* _THE PROBLEM_
Which lines in the records contain the string "shrub"? Pull out each of them in full, treating uppercase and lowercase as different.

[Named object pointing entries]
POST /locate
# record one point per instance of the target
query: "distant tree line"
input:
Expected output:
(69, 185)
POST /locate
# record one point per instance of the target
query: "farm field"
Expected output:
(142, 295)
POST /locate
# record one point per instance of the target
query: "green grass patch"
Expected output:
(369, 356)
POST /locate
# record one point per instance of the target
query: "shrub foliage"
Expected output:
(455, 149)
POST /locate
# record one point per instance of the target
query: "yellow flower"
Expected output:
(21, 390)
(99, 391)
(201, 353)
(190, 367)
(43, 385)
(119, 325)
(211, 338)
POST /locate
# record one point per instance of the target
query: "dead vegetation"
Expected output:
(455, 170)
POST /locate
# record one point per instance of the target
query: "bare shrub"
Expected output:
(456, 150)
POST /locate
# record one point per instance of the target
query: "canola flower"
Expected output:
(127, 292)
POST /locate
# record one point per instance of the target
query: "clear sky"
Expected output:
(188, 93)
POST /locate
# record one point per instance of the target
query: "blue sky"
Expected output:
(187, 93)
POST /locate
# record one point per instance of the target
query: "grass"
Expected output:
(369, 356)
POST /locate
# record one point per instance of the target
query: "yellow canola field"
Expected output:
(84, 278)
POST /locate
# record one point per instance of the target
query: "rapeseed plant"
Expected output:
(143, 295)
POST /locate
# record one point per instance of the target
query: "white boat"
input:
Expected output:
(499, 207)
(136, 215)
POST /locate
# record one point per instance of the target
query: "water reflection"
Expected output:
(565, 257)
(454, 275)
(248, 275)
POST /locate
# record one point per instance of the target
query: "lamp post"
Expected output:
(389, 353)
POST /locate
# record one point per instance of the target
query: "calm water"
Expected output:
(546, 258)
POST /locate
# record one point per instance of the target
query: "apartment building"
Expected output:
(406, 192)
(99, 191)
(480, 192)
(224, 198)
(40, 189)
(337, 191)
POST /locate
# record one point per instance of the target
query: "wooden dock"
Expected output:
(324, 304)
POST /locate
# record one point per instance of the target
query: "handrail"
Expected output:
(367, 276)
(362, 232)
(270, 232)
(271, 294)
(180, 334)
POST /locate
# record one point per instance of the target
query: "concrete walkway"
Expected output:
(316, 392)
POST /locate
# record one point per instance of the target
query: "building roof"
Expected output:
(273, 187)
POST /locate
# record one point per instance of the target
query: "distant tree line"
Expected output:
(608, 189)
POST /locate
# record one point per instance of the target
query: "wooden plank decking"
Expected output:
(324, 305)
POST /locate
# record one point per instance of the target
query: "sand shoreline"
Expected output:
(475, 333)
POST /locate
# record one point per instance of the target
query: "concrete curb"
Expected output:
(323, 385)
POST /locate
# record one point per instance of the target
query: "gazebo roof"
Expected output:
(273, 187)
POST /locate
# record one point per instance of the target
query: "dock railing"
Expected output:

* _SOLUTION TO THE PROBLEM_
query: "shrub foliage"
query: "bare shrub"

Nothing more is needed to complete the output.